### WHAT YOU HAVE TO DO
Turn every line of the records below into a Markdown table with two columns, No. and Text, numbering the rows in order. Skip blank lines and leave the pictures out.

### TASK INPUT
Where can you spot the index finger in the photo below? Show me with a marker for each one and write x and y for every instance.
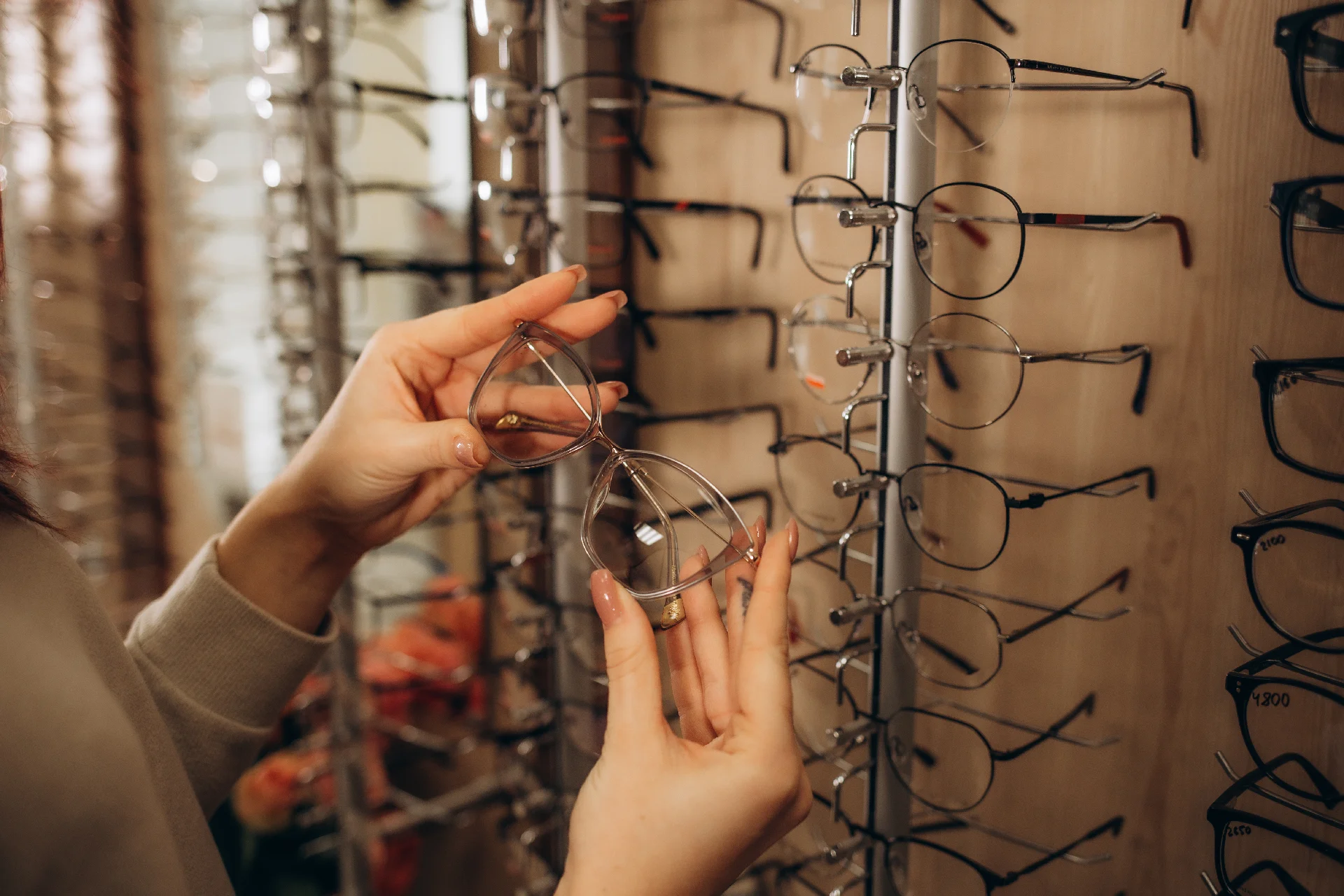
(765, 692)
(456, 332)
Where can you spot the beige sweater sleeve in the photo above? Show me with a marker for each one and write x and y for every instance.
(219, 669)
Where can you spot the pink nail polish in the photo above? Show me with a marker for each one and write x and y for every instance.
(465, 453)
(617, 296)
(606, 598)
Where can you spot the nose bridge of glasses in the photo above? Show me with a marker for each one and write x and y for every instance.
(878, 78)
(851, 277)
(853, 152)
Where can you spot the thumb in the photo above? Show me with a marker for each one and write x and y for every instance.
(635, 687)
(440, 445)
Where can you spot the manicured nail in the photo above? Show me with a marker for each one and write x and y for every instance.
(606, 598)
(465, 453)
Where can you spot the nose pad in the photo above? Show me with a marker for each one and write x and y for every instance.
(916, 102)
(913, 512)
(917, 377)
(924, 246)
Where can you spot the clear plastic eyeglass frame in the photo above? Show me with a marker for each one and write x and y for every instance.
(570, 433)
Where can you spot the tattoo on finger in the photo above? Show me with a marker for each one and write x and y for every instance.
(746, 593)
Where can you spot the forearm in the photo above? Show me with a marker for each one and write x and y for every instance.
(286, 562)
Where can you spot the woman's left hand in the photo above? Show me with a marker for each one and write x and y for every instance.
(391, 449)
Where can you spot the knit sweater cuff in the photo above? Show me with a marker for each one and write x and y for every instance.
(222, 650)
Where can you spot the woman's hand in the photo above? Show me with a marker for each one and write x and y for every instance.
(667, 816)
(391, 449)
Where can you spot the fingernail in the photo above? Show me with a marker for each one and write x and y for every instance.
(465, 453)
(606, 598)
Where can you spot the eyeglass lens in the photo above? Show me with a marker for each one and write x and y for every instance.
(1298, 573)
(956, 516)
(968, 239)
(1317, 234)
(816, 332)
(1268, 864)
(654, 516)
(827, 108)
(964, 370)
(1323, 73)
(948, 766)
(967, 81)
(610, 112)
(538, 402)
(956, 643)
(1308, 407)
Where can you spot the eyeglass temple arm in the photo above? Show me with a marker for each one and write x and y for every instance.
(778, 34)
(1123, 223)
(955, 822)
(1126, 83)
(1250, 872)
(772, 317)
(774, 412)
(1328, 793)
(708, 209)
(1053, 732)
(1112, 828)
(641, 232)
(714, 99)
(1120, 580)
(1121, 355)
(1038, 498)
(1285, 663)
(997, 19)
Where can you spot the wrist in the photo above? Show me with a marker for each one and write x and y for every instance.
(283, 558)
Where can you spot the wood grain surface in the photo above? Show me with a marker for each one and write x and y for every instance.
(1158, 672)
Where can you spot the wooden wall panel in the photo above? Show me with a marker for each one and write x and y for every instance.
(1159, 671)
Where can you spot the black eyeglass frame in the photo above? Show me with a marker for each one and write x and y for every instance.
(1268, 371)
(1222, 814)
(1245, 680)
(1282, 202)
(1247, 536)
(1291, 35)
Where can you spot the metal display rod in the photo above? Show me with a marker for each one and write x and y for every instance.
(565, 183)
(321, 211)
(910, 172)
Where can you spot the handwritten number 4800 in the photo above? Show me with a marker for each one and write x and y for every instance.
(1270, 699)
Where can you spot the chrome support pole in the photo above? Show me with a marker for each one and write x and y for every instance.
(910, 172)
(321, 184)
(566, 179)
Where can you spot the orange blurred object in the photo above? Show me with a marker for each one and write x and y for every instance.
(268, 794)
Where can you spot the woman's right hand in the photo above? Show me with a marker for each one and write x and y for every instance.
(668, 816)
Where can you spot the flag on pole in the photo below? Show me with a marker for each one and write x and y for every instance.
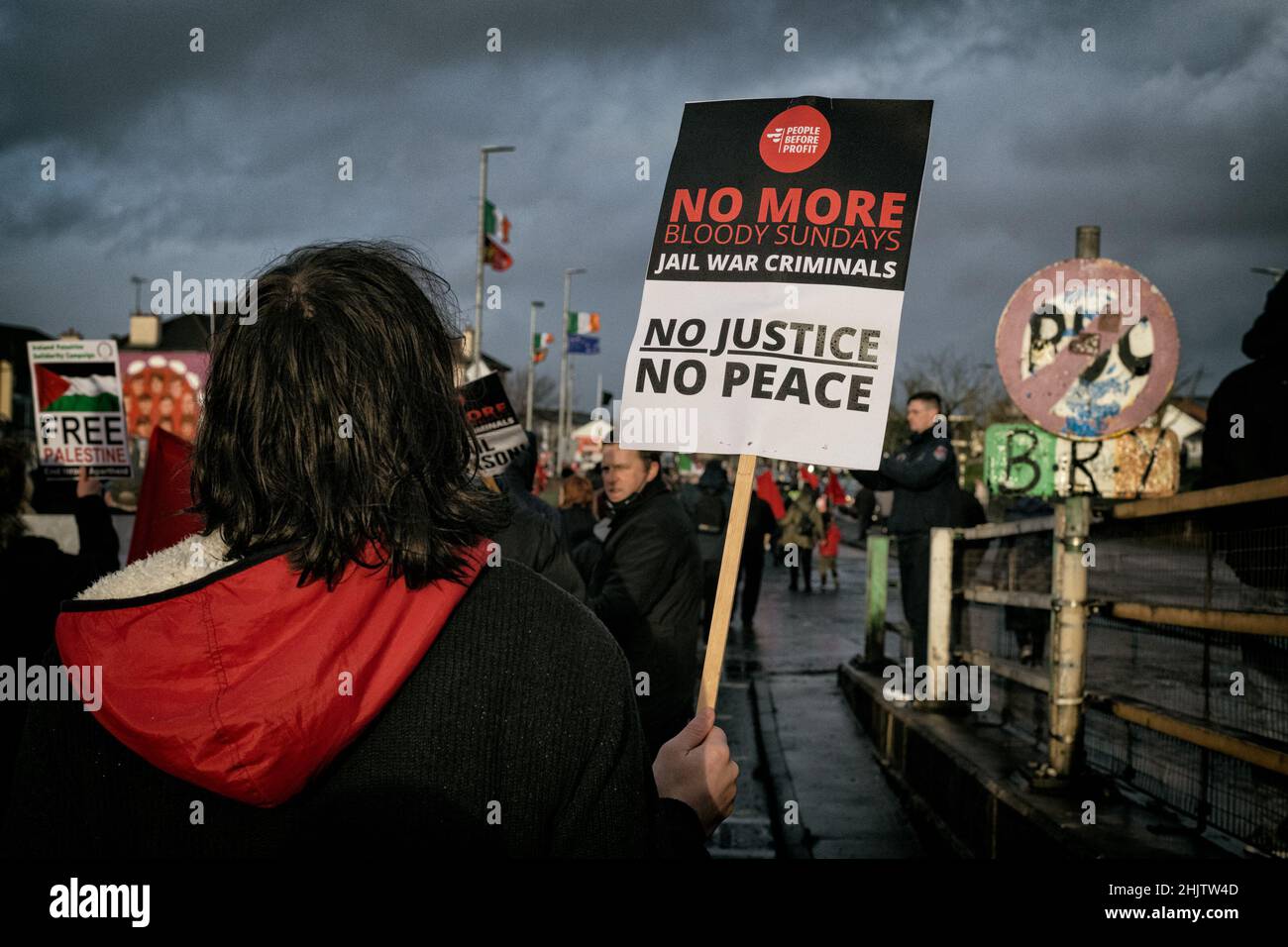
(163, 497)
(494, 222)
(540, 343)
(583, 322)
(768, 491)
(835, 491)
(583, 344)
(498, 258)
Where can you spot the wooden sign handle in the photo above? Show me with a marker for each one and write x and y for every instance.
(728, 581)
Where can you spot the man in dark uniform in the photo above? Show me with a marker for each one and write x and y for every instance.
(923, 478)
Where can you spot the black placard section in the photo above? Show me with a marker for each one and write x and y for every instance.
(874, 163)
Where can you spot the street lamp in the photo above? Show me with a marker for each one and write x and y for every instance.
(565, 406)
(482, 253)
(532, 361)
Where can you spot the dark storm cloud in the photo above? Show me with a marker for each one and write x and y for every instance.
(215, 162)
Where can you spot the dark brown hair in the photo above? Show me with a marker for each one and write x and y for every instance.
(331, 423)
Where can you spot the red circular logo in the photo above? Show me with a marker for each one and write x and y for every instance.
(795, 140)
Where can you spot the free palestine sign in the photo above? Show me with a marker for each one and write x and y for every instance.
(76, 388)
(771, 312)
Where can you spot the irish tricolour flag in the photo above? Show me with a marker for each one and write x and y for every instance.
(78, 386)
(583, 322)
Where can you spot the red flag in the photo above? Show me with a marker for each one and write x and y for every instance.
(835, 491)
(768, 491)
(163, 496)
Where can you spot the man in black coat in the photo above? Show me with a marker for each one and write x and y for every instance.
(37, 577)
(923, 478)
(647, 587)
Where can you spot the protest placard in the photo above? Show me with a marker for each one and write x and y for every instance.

### EXPECTED ANSWER
| No. | Text |
|---|---|
| 1 | Where can you spot the index finger in the photo below? Show me with a marker for each one and write x and y for every instance. |
| 2 | (765, 692) |
| 3 | (456, 332) |
| 4 | Where can you spot the beige sweater sleeve in the photo above? Show me with a marker for each one and write x and y for every instance. |
| 5 | (219, 669) |
| 6 | Where can you spot the pink nail polish in the photo above? Show me with a marker for each one and write x and y for every instance. |
| 7 | (465, 453) |
| 8 | (617, 296) |
| 9 | (606, 598) |
| 10 | Where can you spot the nose bridge of glasses in the photo above? Show me with a marker for each one and write x and y for every instance. |
| 11 | (878, 78) |
| 12 | (851, 277) |
| 13 | (853, 152) |
| 14 | Where can you spot the thumb in the photo above? Show me with a marker for each one and write x and y for every instance. |
| 15 | (635, 687) |
| 16 | (440, 445) |
| 17 | Where can you spot the manicured nail in the photo above? Show me with a marker for each one and write x and y for every instance. |
| 18 | (606, 598) |
| 19 | (465, 453) |
| 20 | Where can you spot the nose pad in the photo above? Show me with a marker for each one and write x and y for every instance. |
| 21 | (916, 102) |
| 22 | (913, 512) |
| 23 | (917, 377) |
| 24 | (924, 246) |
| 25 | Where can you spot the clear plastic eyeglass frame in the photo above? Show me with a marker for each one and write x and y for every instance. |
| 26 | (570, 433) |
| 27 | Where can you spot the tattoo on finger in the photo above? Show me with a marker for each one and write x and y for every instance. |
| 28 | (746, 593) |
| 29 | Where can you spot the forearm in the photo above? Show me with a marker for each one and write x and y for every instance. |
| 30 | (286, 562) |
| 31 | Where can you spot the woman's left hand in the photo above? Show me with a marker for each one and write x and y for every instance. |
| 32 | (391, 449) |
| 33 | Where can you spot the knit sweater cuff in the photo above? Show me with a marker for each one and write x and y for every instance. |
| 34 | (222, 650) |
| 35 | Where can you spot the woman's hand in the photo above? Show me with a marker for each one and write x and y for every instance. |
| 36 | (667, 816) |
| 37 | (391, 449) |
| 38 | Where can you spot the fingernail in the photo above? Show me with a marker for each one and write x and y for every instance. |
| 39 | (465, 453) |
| 40 | (606, 598) |
| 41 | Where can you spot the eyeglass lens in the photo above? Show me with a marker for each one and write x and y for every instance. |
| 42 | (1298, 573) |
| 43 | (956, 516) |
| 44 | (968, 239) |
| 45 | (1317, 234) |
| 46 | (816, 332) |
| 47 | (1268, 864) |
| 48 | (654, 516) |
| 49 | (827, 108) |
| 50 | (964, 370) |
| 51 | (1323, 73) |
| 52 | (948, 766) |
| 53 | (967, 81) |
| 54 | (610, 112) |
| 55 | (538, 402) |
| 56 | (956, 643) |
| 57 | (1308, 407) |
| 58 | Where can you spot the eyeglass temple arm in the photo above? Show me with a marker for each one and write x and y for every instance. |
| 59 | (778, 34) |
| 60 | (1123, 223) |
| 61 | (955, 822) |
| 62 | (1126, 83) |
| 63 | (1250, 872) |
| 64 | (772, 317) |
| 65 | (774, 412) |
| 66 | (1328, 793) |
| 67 | (708, 209) |
| 68 | (1053, 732) |
| 69 | (1112, 828) |
| 70 | (641, 232) |
| 71 | (714, 99) |
| 72 | (1120, 580) |
| 73 | (1121, 355) |
| 74 | (1038, 498) |
| 75 | (1285, 663) |
| 76 | (997, 19) |
| 77 | Where can you spot the wrist in the photo above? Show me with a marker for each one and write x and y for every instance. |
| 78 | (283, 558) |
| 79 | Where can you spot the wood grain surface in the photo above? Show me with a marker for each one and write x and y for every instance. |
| 80 | (1158, 672) |
| 81 | Where can you spot the wooden wall panel in the photo above? Show me with a marker for each one and write x and y for every instance. |
| 82 | (1159, 671) |
| 83 | Where can you spot the black eyeglass frame in the photo above? Show me with a marker for each one and write x and y for every instance. |
| 84 | (1268, 371) |
| 85 | (1222, 814) |
| 86 | (1245, 680) |
| 87 | (1282, 202) |
| 88 | (1247, 536) |
| 89 | (1291, 35) |
| 90 | Where can you spot the metal display rod in the photo above? Show me with a marker for each one and write x and y for every instance. |
| 91 | (565, 183) |
| 92 | (321, 211) |
| 93 | (910, 172) |
| 94 | Where can you spot the handwritten number 4800 in the photo above? Show me with a marker for each one and write x and y for every instance. |
| 95 | (1270, 699) |
| 96 | Where can you spot the chrome support pole in the photo above? Show me with a marker for each one and write x and y for every instance. |
| 97 | (910, 172) |
| 98 | (321, 184) |
| 99 | (566, 179) |
| 100 | Where can you spot the orange blurred object in the photo above? Show me with a marker for each one and write x and y for every instance. |
| 101 | (268, 794) |
| 102 | Where can you spot the woman's right hand in the photo above? Show me with a marker for each one and write x and y for every instance. |
| 103 | (668, 816) |
| 104 | Where can you spot the flag on pole in the photo below? Show me with a marker for each one and write x and y for every instance. |
| 105 | (163, 497) |
| 106 | (494, 222) |
| 107 | (540, 343) |
| 108 | (583, 322) |
| 109 | (768, 491) |
| 110 | (835, 491) |
| 111 | (583, 344) |
| 112 | (498, 258) |
| 113 | Where can you spot the wooden sign handle in the photo above? Show me with a marker for each one and write x and y for every instance. |
| 114 | (728, 581) |
| 115 | Where can you spot the man in dark uniform in the photo above? Show me with a marker for each one and write x and y for every instance. |
| 116 | (923, 478) |
| 117 | Where can you spot the black placard section in the photo above? Show me with a marker for each one and write x and y for every instance. |
| 118 | (874, 163) |
| 119 | Where can you spot the street lamp in the photo above? Show me with a marker for each one and write x and y for every instance. |
| 120 | (565, 406) |
| 121 | (482, 253) |
| 122 | (532, 361) |
| 123 | Where can you spot the dark storm cloud in the photo above? Show me with a marker for each one and write x and y for every instance. |
| 124 | (215, 162) |
| 125 | Where can you spot the dark brown hair in the photo above? Show me with a marker for each one and write x and y for every instance. |
| 126 | (331, 423) |
| 127 | Where can you spot the red circular logo in the photo above? Show me with a marker for each one and write x and y for every instance. |
| 128 | (795, 140) |
| 129 | Where can you spot the free palestine sign in the photo above? Show me with a marker for each one and write x and y for every instance. |
| 130 | (76, 388) |
| 131 | (771, 312) |
| 132 | Where can you spot the irish tricolour flag in the photo above? Show me with a marker for each one and write x and y for every instance. |
| 133 | (78, 386) |
| 134 | (583, 322) |
| 135 | Where can you spot the red flag in the photo above? Show me with a marker for each one and write x and y for every instance. |
| 136 | (835, 491) |
| 137 | (768, 491) |
| 138 | (163, 496) |
| 139 | Where can you spot the man in black coat in the photo above? Show me with a marker for each one and write x and y for every instance. |
| 140 | (37, 577) |
| 141 | (923, 478) |
| 142 | (647, 587) |
| 143 | Where can you spot the protest placard in the photo above? Show me with a marker for each one and write x and y for every instance. |